▶ _Daten zur Koordinatenbeschriftung_
******
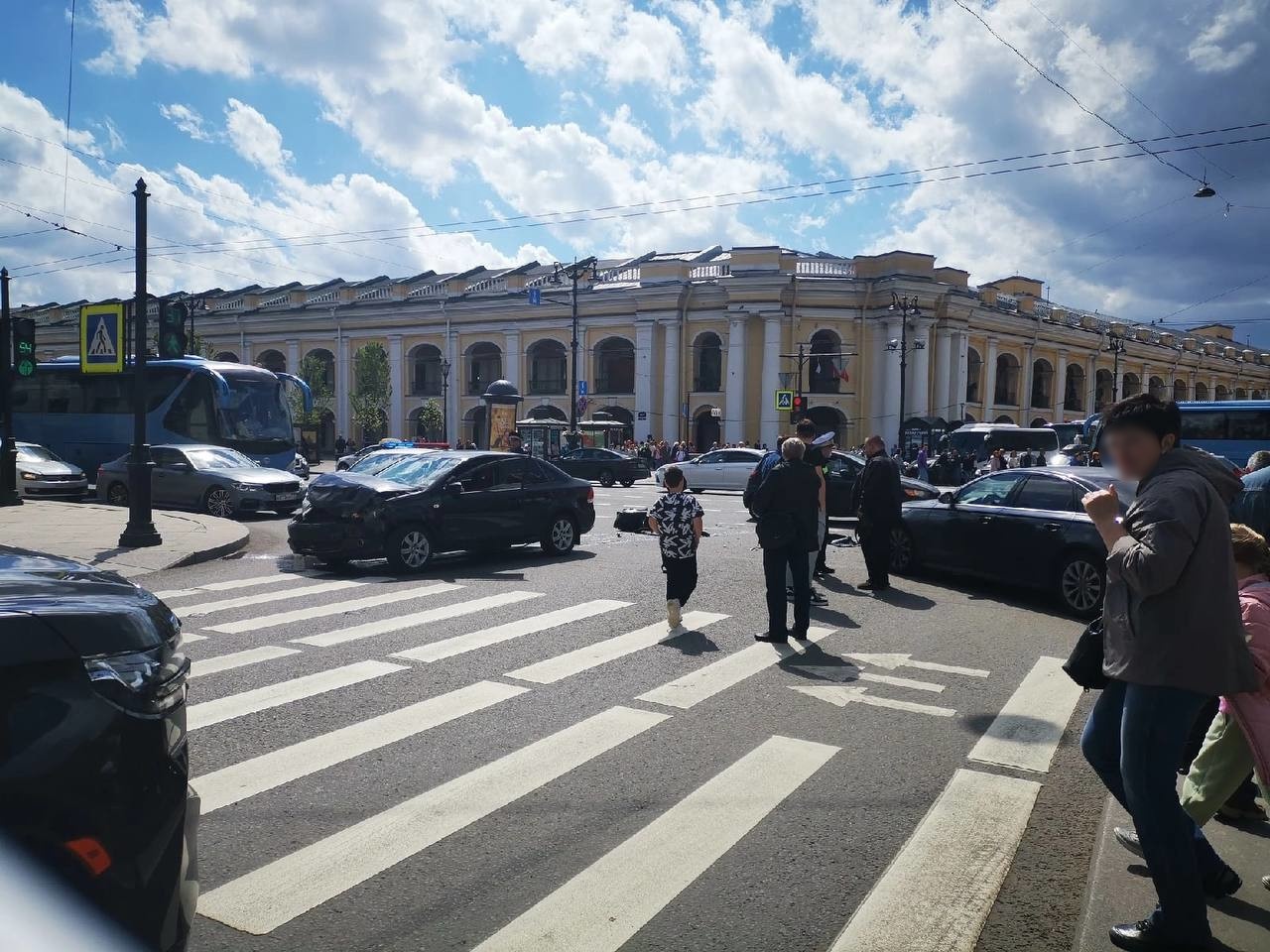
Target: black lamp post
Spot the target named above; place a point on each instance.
(906, 307)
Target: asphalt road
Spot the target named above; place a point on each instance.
(753, 807)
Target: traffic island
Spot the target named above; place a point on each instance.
(89, 534)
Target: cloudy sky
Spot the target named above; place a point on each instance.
(298, 140)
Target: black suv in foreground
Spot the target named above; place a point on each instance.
(444, 502)
(93, 762)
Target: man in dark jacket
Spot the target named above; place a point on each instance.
(789, 494)
(879, 495)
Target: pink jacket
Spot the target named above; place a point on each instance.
(1252, 710)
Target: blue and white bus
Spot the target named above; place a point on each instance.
(86, 417)
(1229, 428)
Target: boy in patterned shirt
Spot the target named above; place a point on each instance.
(676, 517)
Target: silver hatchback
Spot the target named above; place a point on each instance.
(214, 480)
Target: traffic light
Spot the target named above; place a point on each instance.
(172, 329)
(23, 345)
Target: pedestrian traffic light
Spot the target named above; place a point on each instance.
(172, 329)
(23, 345)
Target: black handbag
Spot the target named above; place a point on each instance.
(1084, 664)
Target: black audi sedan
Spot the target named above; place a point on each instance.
(93, 762)
(1019, 527)
(443, 502)
(604, 466)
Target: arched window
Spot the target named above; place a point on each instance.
(826, 377)
(425, 371)
(1007, 380)
(484, 367)
(272, 361)
(615, 366)
(549, 367)
(707, 363)
(1075, 390)
(1043, 382)
(973, 375)
(1103, 385)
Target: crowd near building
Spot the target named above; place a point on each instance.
(694, 345)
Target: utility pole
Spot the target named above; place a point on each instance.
(9, 494)
(140, 532)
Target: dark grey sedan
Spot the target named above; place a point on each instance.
(214, 480)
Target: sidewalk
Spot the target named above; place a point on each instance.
(90, 534)
(1120, 890)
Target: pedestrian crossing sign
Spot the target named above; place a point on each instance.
(102, 338)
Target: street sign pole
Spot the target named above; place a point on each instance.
(9, 494)
(140, 531)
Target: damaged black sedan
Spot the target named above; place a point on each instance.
(445, 502)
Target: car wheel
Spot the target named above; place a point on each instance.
(1080, 584)
(561, 535)
(218, 503)
(117, 494)
(409, 549)
(903, 557)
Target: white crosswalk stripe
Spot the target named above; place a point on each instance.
(246, 778)
(225, 708)
(238, 658)
(261, 901)
(588, 656)
(608, 901)
(325, 611)
(411, 621)
(461, 644)
(264, 597)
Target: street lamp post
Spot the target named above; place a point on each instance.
(906, 307)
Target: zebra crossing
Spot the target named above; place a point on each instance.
(601, 906)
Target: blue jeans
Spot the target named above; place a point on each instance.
(1134, 739)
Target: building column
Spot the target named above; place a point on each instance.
(343, 371)
(643, 377)
(989, 382)
(671, 375)
(512, 357)
(397, 366)
(734, 388)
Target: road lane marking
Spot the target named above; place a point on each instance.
(706, 682)
(262, 597)
(239, 658)
(268, 771)
(232, 584)
(588, 656)
(285, 692)
(843, 694)
(357, 604)
(277, 892)
(940, 888)
(1026, 731)
(448, 648)
(606, 904)
(897, 660)
(408, 621)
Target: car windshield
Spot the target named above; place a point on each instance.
(217, 458)
(37, 454)
(257, 409)
(421, 471)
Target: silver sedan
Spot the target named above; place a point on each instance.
(212, 479)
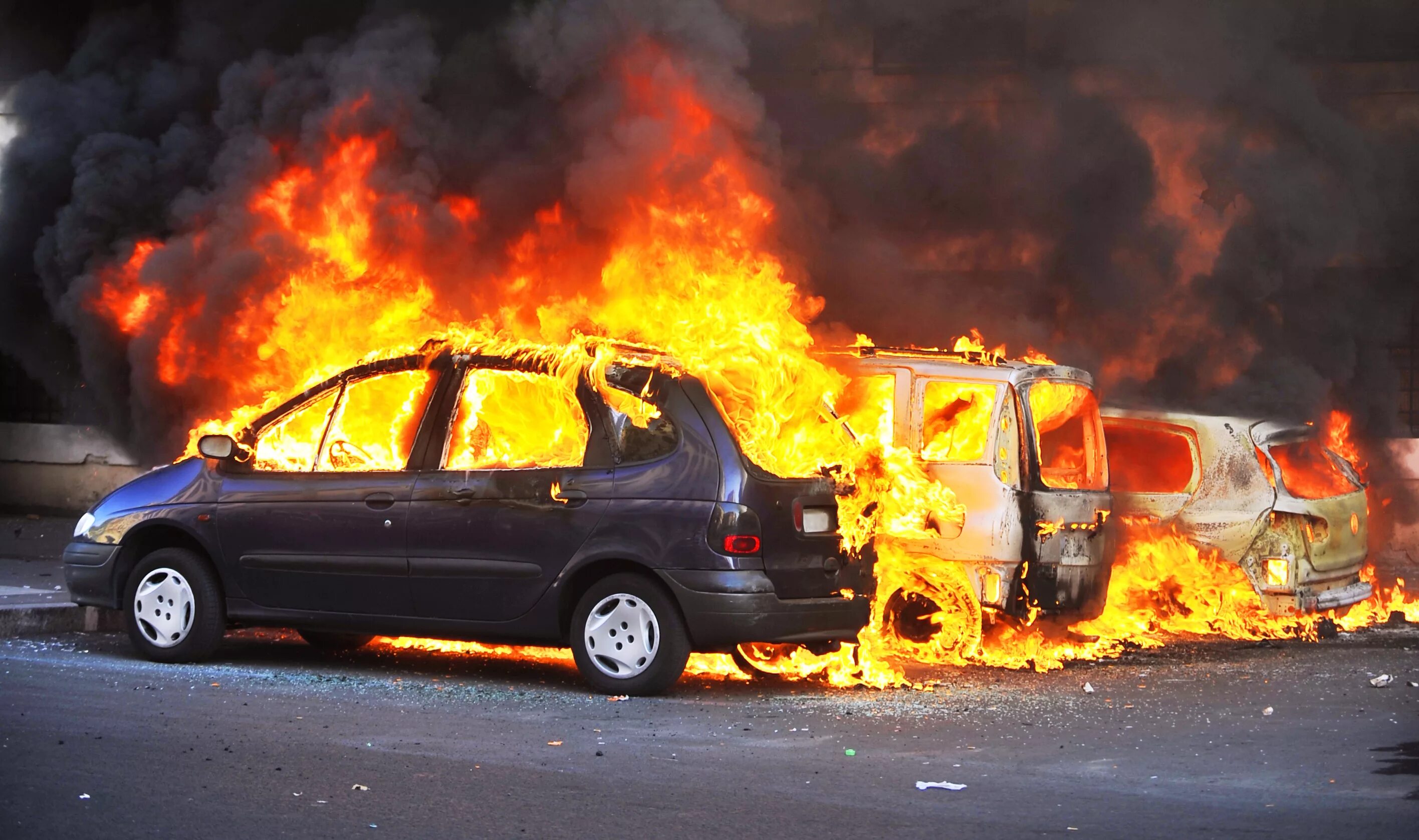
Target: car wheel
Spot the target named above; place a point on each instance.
(335, 642)
(628, 636)
(173, 607)
(937, 619)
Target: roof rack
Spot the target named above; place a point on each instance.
(970, 357)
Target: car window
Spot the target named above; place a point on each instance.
(375, 423)
(1148, 459)
(639, 430)
(867, 406)
(1068, 436)
(1309, 470)
(514, 420)
(291, 443)
(956, 420)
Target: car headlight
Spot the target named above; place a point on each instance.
(84, 524)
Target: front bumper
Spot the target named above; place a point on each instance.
(724, 609)
(91, 574)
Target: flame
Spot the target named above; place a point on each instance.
(347, 267)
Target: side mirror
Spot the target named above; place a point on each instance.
(216, 446)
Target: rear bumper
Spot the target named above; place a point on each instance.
(724, 609)
(90, 573)
(1316, 599)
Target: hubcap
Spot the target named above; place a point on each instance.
(622, 636)
(164, 607)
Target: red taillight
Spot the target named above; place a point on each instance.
(741, 544)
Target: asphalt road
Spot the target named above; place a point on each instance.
(272, 738)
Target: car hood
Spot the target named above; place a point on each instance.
(188, 481)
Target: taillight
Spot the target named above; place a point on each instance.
(734, 530)
(741, 544)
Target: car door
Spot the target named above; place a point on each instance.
(509, 497)
(320, 522)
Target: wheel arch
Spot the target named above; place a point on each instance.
(588, 574)
(148, 537)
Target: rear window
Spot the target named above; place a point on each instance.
(1148, 459)
(1309, 470)
(1068, 436)
(956, 420)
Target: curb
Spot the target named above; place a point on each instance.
(67, 618)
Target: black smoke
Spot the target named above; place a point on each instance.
(937, 166)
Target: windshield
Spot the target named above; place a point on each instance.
(1069, 439)
(1309, 470)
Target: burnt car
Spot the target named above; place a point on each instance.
(1263, 494)
(1021, 446)
(543, 496)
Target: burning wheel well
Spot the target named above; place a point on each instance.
(145, 539)
(588, 575)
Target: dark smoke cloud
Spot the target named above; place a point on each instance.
(1310, 286)
(937, 166)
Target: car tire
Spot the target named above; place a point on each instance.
(629, 638)
(945, 592)
(173, 608)
(335, 642)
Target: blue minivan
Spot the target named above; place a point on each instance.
(635, 534)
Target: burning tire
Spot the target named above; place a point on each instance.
(173, 607)
(628, 636)
(335, 642)
(938, 618)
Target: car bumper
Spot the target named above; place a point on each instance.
(90, 573)
(1317, 601)
(724, 609)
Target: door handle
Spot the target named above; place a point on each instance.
(572, 498)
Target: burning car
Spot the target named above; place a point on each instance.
(589, 496)
(1022, 447)
(1265, 496)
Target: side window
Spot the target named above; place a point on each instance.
(867, 406)
(956, 420)
(509, 420)
(1008, 445)
(640, 432)
(1069, 436)
(291, 443)
(375, 422)
(1148, 459)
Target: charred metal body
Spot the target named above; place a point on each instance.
(1234, 496)
(492, 555)
(1025, 545)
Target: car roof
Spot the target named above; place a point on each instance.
(1261, 430)
(953, 365)
(524, 357)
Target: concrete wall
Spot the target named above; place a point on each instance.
(53, 469)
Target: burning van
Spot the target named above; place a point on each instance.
(1265, 496)
(1022, 446)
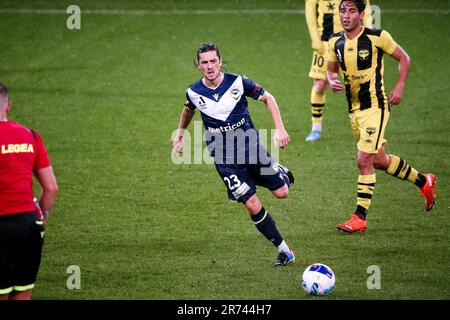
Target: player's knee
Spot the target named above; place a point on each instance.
(282, 192)
(253, 205)
(364, 162)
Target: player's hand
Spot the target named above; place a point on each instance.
(336, 85)
(396, 95)
(281, 138)
(42, 215)
(177, 146)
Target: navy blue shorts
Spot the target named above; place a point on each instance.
(21, 241)
(241, 179)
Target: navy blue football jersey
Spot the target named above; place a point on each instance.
(229, 130)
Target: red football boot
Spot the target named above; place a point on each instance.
(355, 224)
(428, 191)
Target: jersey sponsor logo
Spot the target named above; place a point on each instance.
(201, 103)
(227, 128)
(339, 55)
(235, 93)
(363, 54)
(220, 109)
(256, 88)
(17, 148)
(370, 131)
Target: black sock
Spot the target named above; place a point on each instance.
(420, 181)
(266, 225)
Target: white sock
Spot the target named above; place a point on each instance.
(317, 126)
(283, 247)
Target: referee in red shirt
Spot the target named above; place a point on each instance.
(22, 154)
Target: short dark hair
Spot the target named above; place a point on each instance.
(206, 47)
(360, 4)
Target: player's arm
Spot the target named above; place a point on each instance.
(185, 119)
(404, 62)
(311, 22)
(49, 187)
(367, 19)
(333, 76)
(281, 136)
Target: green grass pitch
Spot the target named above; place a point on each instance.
(106, 99)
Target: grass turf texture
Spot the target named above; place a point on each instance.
(106, 99)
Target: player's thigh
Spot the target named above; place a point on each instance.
(372, 126)
(266, 173)
(238, 181)
(6, 250)
(319, 65)
(27, 256)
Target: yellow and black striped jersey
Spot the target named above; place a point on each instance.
(361, 61)
(322, 17)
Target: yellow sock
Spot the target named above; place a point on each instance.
(317, 105)
(366, 186)
(401, 169)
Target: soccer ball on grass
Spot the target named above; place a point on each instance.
(318, 279)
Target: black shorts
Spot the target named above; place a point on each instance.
(21, 241)
(241, 179)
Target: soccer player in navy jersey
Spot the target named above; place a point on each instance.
(22, 154)
(233, 142)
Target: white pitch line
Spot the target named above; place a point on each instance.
(204, 11)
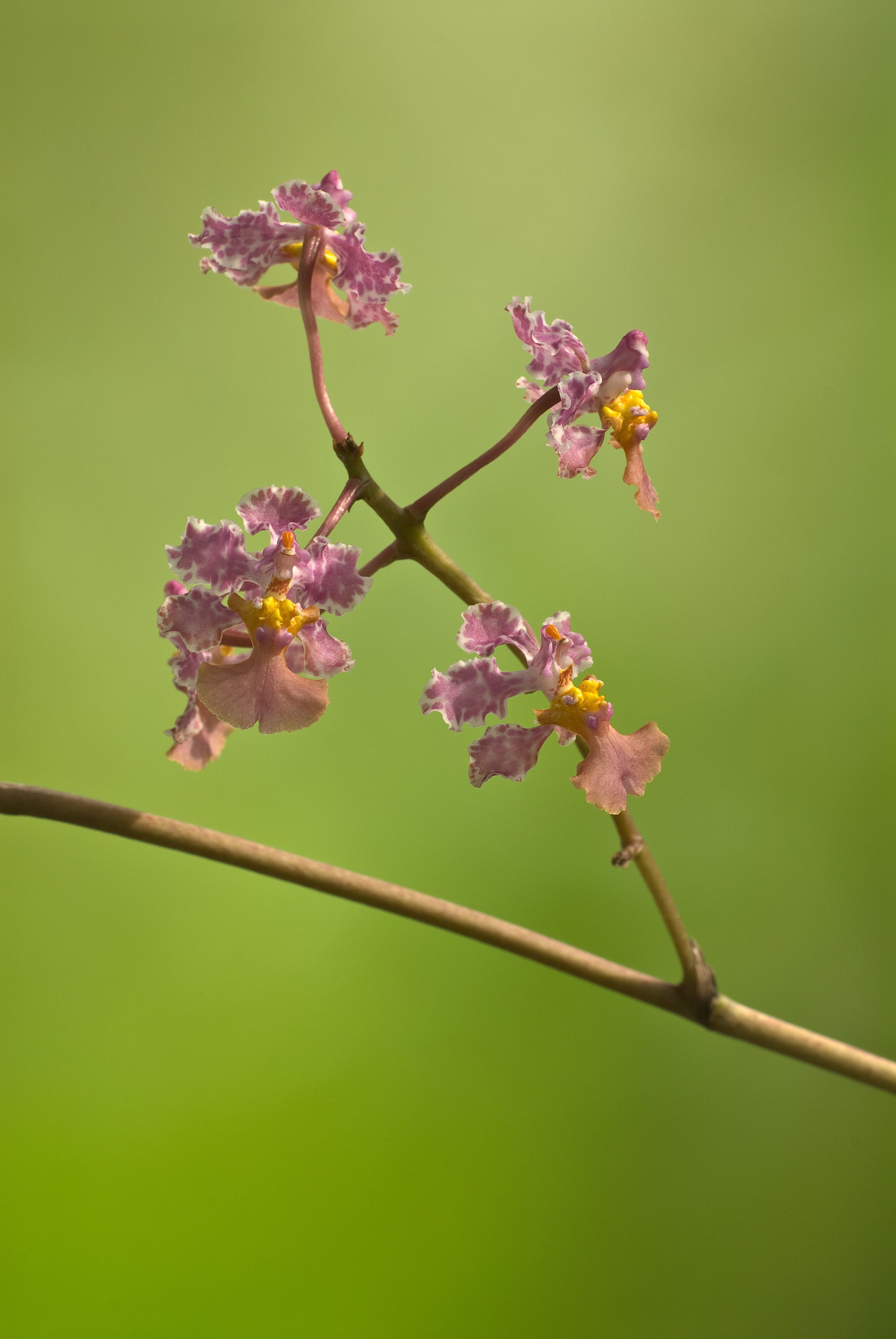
******
▶ _AUFGABE_
Gib die folgenden Zeilen aus dem Material Wort für Wort wieder: Beginne mit der Zeile, in der „Target: car roof“ steht, und höre nach der Zeile auf, in der „(1022, 446)“ steht.

▶ _ANTWORT_
Target: car roof
Spot the target named above; place a point on each instance.
(1261, 430)
(953, 365)
(524, 357)
Target: concrete wall
Spot the target named above; place a point on each instance.
(53, 469)
Target: burning van
Spot the target named above; place a point on each instance.
(1265, 496)
(1022, 446)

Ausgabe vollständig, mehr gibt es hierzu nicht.